• [Short task] Write out each line of the following material word for word, leaving every character unchanged.

• [Provided material]
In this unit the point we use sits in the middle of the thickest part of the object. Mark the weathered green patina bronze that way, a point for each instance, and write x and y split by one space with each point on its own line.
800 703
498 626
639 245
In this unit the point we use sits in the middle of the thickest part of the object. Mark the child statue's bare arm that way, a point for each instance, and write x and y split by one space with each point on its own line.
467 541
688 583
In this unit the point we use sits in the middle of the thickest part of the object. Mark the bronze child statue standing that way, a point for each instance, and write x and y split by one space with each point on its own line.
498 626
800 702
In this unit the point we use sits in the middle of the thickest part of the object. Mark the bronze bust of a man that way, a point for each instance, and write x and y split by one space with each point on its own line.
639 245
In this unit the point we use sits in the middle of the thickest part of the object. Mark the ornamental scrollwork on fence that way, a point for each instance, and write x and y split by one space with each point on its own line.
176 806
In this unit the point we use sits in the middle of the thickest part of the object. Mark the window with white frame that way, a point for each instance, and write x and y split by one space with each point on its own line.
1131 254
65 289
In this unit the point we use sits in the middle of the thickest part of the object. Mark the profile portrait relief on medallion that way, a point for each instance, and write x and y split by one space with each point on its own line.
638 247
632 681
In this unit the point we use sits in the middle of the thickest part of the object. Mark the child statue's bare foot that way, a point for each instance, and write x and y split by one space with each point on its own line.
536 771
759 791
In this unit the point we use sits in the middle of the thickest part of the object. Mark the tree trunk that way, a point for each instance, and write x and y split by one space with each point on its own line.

• [The completed task]
In this unit the point we use sits in the middle of the thickest part of the object. Mark the weathered green patina bronze that way, a point for each instance, and write x and y split by one space with each point on its own line.
800 703
498 626
639 245
In this unit the point we use sits in the middle of the thickest part of the object. Mark the child statue's bare arm that way, a point for each instance, and write x and y split by one space with each point on its own line.
467 541
688 583
In this unit the point we use sits in the middle of the thickest part of the object. Mark the bronze child statue standing that way, a point for each instance, and write x and y split by one space with each point on its own line.
498 626
800 702
In this unit the point we use sits in the middle of the thickest part of the object. Mark the bronze bust of a man that way, a point for each instance, and write x and y split by one space with each point on its own line.
639 245
In this unit the point we use sits in the middle of the thickest part of the object. Mark the ornamental scrollwork on fence that way, a point for each instance, and write x and y split by one space with each point on its own line.
176 806
In this unit the point we use sits in the middle of the thickest part of the object. Mark the window with white frame that way, a point for each instance, and write x and y split by one space with each point on its own line.
1131 254
65 289
In this unit the point we use sits in the middle of the thickest part of the object. Mark the profile portrait relief on medallion that way, a point for each instance, and write x and y split by one space with each point on its own line.
638 247
632 681
In this unit the point we use sits in the middle of the thickest part of the object. Mark the child statue's bare foot that way, a point for each instance, and write x and y split by one space with each point on its own line.
536 771
759 791
In this unit the point we use sits in the middle of the thickest part of the object. Mark the tree trunk that way, a point for each instance, and write x and y split by one space with each point on its own line.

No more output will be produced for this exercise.